◆ Task requirements: In the records that follow, find the line with "of the man's"; from there, retype every line exactly through the line with "of the jacket", which also belongs to the answer.

[Referring expression pointing data]
____

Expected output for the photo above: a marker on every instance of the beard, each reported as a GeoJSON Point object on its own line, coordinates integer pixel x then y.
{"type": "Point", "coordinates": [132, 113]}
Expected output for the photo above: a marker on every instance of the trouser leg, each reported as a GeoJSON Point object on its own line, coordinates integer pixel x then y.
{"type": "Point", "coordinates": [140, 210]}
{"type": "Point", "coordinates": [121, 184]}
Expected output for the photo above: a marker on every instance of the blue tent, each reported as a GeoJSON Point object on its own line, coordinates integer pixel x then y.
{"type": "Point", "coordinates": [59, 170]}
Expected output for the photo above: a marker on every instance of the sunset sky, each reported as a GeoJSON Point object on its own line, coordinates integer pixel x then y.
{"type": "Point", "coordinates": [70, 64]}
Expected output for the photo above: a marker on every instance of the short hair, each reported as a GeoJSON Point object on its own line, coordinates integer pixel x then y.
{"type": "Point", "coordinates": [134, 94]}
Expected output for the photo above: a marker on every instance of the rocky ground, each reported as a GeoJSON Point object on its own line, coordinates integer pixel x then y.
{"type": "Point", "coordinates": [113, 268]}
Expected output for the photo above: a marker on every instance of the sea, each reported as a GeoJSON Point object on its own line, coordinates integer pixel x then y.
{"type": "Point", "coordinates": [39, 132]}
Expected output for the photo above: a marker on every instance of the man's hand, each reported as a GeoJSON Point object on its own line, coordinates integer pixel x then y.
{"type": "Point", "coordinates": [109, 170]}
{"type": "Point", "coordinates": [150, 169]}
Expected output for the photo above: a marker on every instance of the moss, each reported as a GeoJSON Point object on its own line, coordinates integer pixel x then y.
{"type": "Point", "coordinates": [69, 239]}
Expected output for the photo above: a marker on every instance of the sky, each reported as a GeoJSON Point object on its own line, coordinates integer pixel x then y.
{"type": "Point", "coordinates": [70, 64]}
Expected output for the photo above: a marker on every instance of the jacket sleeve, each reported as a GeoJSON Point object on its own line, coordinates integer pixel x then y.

____

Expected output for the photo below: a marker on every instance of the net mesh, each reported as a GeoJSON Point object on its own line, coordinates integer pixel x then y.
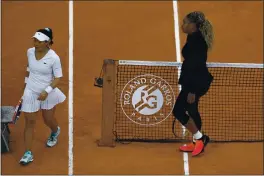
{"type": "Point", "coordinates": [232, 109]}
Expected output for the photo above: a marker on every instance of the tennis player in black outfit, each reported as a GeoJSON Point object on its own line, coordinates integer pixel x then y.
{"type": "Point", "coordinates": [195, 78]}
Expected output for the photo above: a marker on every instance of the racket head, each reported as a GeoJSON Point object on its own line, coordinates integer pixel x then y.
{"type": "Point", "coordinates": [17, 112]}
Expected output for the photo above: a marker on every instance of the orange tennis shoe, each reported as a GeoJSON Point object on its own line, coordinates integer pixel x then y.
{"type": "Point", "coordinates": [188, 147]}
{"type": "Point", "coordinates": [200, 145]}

____

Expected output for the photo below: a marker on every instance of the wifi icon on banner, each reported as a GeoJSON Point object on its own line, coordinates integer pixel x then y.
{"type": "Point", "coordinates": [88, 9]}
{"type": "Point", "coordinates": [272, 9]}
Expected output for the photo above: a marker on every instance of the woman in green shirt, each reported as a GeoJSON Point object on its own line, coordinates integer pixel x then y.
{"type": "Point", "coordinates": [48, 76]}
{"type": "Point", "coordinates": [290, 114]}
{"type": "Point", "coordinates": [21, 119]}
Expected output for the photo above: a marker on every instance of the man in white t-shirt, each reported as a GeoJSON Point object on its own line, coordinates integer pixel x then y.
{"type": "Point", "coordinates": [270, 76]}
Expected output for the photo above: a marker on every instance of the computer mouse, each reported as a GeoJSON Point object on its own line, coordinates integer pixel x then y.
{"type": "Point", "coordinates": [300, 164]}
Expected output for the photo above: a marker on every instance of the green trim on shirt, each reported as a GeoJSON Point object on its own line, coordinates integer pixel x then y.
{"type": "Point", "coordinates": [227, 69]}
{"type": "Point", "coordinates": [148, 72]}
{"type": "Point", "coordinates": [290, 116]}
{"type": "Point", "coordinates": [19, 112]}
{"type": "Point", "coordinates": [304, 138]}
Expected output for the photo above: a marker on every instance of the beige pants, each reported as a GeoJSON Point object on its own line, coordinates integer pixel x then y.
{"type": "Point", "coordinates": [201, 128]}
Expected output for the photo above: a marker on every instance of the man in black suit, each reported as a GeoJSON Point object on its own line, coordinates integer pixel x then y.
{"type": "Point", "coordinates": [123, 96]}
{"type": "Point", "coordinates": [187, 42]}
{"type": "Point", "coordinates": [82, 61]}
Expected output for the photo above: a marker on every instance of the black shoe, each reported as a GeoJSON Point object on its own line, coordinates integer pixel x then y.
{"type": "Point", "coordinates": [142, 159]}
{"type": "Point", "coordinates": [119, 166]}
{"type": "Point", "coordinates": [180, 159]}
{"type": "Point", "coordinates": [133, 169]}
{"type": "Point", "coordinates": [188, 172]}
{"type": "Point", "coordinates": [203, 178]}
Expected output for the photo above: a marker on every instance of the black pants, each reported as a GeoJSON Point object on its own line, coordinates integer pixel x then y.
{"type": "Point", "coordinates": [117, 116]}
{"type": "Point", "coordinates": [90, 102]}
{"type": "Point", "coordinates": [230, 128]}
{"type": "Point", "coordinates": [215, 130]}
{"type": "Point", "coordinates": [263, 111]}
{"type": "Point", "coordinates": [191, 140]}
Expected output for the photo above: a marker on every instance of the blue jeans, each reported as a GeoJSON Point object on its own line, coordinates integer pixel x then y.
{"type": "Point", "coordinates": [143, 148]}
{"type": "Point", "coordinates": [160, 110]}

____

◆ Solved problem:
Expected output for the photo above: a marker on every instance of the man's hand, each reported as a GeoJSON Point object on its own line, coordinates integer pixel x then y.
{"type": "Point", "coordinates": [109, 170]}
{"type": "Point", "coordinates": [150, 169]}
Expected output for the photo above: a marker on every instance of the moss, each reported as a GeoJSON Point object on its own line, coordinates integer pixel x then y.
{"type": "Point", "coordinates": [69, 239]}
Expected output for the photo above: a marker on every instance of the sky, each reported as a GeoJSON Point object on its own line, coordinates integer pixel x then y.
{"type": "Point", "coordinates": [70, 64]}
Expected output for the photo above: a marker on every instance of the jacket sleeve, each reported as a GeoJSON Point object on its own line, coordinates integer pixel x then y.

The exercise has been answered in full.